Records from a dataset:
"""

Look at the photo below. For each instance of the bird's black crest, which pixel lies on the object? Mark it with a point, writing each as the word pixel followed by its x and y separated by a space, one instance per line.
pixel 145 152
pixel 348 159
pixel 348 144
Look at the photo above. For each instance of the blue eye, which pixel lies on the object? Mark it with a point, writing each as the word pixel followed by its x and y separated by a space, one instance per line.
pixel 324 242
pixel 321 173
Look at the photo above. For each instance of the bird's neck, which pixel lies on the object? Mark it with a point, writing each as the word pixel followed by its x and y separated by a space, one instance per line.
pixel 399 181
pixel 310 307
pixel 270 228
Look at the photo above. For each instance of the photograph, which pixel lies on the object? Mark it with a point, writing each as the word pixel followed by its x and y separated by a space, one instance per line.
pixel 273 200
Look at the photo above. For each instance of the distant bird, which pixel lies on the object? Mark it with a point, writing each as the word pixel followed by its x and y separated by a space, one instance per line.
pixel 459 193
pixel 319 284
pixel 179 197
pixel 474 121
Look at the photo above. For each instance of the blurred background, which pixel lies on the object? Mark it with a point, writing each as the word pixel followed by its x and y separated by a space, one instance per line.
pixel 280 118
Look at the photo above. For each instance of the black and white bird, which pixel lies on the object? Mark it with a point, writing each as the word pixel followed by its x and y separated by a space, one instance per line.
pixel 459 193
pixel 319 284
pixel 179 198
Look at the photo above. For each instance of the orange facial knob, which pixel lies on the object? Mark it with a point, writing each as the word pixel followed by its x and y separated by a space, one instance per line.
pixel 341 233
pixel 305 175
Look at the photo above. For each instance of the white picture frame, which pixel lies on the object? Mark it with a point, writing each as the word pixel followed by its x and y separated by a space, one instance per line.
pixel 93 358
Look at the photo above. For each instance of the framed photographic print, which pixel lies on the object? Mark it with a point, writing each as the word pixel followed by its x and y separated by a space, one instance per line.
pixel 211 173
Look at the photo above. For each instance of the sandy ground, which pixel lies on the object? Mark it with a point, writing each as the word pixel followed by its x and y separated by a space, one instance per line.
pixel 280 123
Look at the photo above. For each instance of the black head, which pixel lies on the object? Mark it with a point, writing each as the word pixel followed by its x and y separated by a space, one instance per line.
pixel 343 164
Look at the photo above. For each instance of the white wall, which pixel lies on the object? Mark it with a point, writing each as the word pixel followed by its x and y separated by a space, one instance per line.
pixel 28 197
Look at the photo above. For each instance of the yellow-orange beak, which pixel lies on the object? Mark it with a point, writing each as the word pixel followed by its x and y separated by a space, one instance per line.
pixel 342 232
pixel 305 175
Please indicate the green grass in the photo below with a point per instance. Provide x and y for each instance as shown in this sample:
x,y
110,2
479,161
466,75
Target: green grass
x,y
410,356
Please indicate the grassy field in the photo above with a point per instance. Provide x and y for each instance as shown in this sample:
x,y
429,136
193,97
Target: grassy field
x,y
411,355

"""

Among the lines of the data above, find those with the word "Provide" and show them.

Please indicate the green grass in the photo below with a point per instance. Provide x and y for each instance as shown in this sample:
Please indicate the grassy field in the photo above with a point per instance. Provide x and y for each instance as shown in this sample:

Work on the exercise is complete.